== EXTRACT TO READ
Please Explain How "Cores" work...

Discussion in 'Mac Basics and Help' started by godzillinois, Apr 3, 2017.

  1. godzillinois macrumors newbie

    Jun 18, 2008
    I wasn't having luck posting this in the buying section, so I was wondering if I maybe posted in the wrong forum?

    I had some questions about Quad-Core VS Dual-Core and Geekbench Scores:

    So I currently own a 2012 13" Macbook Pro and am looking to add a desktop as well, but one that is 'faster' than my laptop. If I understand correctly, having double the amount of cores should theoretically make a computer twice as fast as one with a similar chip/processor? Yet when I compare the iMac I want to my Macbook the Geekbench scores are faster, but not anywhere near twice as fast. Am I missing something? Does having a previous generation Intel i5 chip make that much of a difference even with double the cores?

    I want to have a desktop that's much faster than my Macbook Pro, does that mean I at least have to get one with the same year/processor for the quad-core to show that much difference than the dual-core? How do cores work?
  2. KALLT macrumors 601

    Sep 23, 2008
    It doesn’t work that way. Having more cores does not make individual cores faster. Multi-core means that work can be spread out over multiple cores, allowing for faster completion of certain tasks.
  3. godzillinois thread starter macrumors newbie

    Jun 18, 2008
    So a previous gen i5 with 4 cores would not be significantly faster than the next gen i5 with only 2 cores?
  4. theluggage macrumors 68040

    Jul 29, 2011
    No. The effectiveness of having more cores depends very much on what software you are using and how effectively it uses multiple cores.

    If you write a program that- say - sorts a huge table of data - using the sort of routine you learn in programming 101, then it will work through the job 1 step at a time and only use one core. On a 4 core machine, the other 3 cores will just sit there doing nothing.

    If you have 4 huge tables to sort, you can fire off 4 copies of the sort program at the same time. On a 4 core machine, each copy of the program can get a core to itself, so all 4 can run in parallel and it will be close to 4 times faster than sorting each table in turn.

    Now, if you're really clever you re-write the sort program so that it splits the job of sorting the table into several independent parts that it can fire off as separate process "threads" that can run side-by-side if multiple processor cores are available. That is hard (compared to just sorting the table using your computing 101 algorithm) so lots of programmers just won't bother. Nor will it necessarily be a full 4 times faster.

    So, multi cores are great if you can either (a) split the job into multiple parts yourself or (b) use sophisticated software designed to take advantage of multiple cores.

    Video compression/processing works well, because it often involves a sort of "production line" in which a stream of data goes through a series of steps, that can each run as separate processors. Pro graphics/3D software tends to be written (expensively) with multi-threading in mind. Compiling large software projects works well, because they contain lots of files that can be processed in parallel. However, your work-a-day wordprocessor, spreadsheet, file copier, video games might not take full advantage of 4 cores.
====
== DATA EXTRACT
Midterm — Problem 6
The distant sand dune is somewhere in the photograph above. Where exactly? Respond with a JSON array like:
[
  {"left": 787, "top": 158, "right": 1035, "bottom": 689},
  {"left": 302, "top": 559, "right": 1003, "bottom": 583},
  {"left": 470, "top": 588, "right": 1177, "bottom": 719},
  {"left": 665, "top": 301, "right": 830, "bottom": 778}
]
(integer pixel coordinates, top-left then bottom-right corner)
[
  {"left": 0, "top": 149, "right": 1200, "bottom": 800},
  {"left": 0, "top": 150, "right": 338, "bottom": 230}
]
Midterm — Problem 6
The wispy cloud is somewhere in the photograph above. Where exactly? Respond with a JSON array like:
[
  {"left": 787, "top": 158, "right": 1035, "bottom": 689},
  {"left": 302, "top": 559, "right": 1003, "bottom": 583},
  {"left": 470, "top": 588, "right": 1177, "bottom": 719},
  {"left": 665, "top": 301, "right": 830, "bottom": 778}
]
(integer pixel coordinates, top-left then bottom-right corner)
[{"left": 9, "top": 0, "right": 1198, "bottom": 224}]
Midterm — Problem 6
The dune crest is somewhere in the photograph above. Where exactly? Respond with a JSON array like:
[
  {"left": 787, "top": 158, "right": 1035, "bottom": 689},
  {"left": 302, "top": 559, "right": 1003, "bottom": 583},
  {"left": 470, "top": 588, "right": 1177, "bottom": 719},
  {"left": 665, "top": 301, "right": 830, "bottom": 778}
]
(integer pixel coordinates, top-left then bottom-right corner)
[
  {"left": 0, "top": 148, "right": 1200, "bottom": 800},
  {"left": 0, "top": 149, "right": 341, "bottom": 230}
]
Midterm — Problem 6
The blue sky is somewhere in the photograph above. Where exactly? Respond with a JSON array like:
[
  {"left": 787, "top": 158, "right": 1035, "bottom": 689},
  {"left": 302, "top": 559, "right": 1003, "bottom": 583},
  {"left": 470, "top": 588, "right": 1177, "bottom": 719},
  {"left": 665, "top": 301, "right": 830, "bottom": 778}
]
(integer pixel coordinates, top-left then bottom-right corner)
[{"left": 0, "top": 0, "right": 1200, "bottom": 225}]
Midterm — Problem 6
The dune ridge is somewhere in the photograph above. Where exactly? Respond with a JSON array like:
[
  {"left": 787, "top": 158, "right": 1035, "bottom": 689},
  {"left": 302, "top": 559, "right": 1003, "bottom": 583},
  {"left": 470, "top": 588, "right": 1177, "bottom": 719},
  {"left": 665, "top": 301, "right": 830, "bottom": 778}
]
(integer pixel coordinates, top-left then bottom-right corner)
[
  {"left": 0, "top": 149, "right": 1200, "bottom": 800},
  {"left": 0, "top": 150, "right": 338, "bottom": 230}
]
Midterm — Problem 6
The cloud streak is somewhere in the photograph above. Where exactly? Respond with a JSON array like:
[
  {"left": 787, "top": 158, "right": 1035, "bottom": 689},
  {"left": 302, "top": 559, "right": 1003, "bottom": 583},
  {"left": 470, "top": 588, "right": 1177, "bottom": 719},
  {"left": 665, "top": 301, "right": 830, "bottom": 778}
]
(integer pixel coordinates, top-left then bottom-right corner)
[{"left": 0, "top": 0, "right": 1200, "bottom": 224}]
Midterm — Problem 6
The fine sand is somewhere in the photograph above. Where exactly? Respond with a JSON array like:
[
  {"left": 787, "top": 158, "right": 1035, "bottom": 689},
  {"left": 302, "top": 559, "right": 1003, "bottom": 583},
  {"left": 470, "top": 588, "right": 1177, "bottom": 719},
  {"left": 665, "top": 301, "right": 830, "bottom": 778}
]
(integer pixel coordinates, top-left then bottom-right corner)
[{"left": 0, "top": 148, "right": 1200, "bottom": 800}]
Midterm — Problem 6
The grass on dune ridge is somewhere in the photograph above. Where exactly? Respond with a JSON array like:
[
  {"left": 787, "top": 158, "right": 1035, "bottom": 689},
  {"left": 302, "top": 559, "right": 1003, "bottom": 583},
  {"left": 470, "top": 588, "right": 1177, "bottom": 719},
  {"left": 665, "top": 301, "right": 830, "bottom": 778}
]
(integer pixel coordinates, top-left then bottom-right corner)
====
▸ **WORK INSTRUCTIONS**
A: According to the forum thread on processor cores, why does compiling large software projects benefit from multiple cores? Answer in one to three sentences.
B: Please resume the forum thread on processor cores from the point where it stops.
The material plays no part in the tasks.

▸ **TASK-BY-TASK RESULTS**
A: Compiling large software projects benefits from multiple cores because those projects contain lots of files, and the files can be processed in parallel.

B:
    2 cores is usually enough to help the sort of day-to-day multi-tasking (like checking mail while editing a spreadsheet) - 4 or more cores are usually wasted unless you're running multi-threaded software.
    --- Post Merged, Apr 3, 2017 ---
    It would be significantly faster for tasks like video processing and pro graphics that could make good use of all 4 cores.
  5. Toutou macrumors 6502a


    Jan 6, 2015
    Prague, Czech Republic
    ELI5 version:
    Four bartenders (CPU cores) with four taps can pour 100 beers four times faster than one bartender and two times faster than two bartenders. This is called multi core performance, i.e. there is always a task available for every bartender.

    Four bartenders can't pour one beer four times faster than one. Pouring a beer takes time and can't be done by multiple bartenders at once (can't be parallelized). This is called single core performance.

    This means that a quad core CPU will be definitely faster than a similar dual core model, but only when there is heavy lifting to be done on all cores (video rendering, compression, parallel calculations, or even multiple single-core-only workloads at once).

    And last, four bartenders won't help you if you only have to pour a beer once every ten minutes, i.e. there won't be any difference if you aren't doing anything intensive.
  6. jtara macrumors 68000

    Mar 23, 2009
    I like the analogy!

    However, in the interest of accuracy, I note that 4 bartenders are not 4 times as efficient as 1 bartender. (Both IRL and in the analogy.)

    For example bartenders will sometimes be delayed due to contention for common resources. Although each bartender might have his own set of bottles, they are still dependent on a barback for ice, to go fetch replacements for depleted bottles, etc. And they might have to wait for access to the one bottle of Creme De Violette. They might share a cash register, and be delayed while waiting for access to the cash register.
  7. Alrescha macrumors 68020

    Jan 1, 2008
    And the same is true of cores. The analogy is a good one, but four cores are no more four times faster than one core than four bartenders are four times faster than one bartender. :)

  8. godzillinois thread starter macrumors newbie

    Jun 18, 2008
    These are very good explanations, thank you all! So for large Photoshop files or music production/recording through something like Logic Pro wouldn't be that much faster on a 4 core than a 2 core?
  9. Chundles macrumors G4


    Jul 4, 2005
    So good.

    OP, don't forget to look at IO speed. Those beers can't get poured quickly if the bouncers at the door are only letting people in one at a time. A speedy SSD is going to make a huge difference as well.
  10. godzillinois thread starter macrumors newbie

    Jun 18, 2008
    I do know firsthand how much faster a SSD can make a computer, I've installed one on my Macbook Pro as well as two other Macbook Pros. It even made a 2009 MBP speedy (for normal day tasks at least.)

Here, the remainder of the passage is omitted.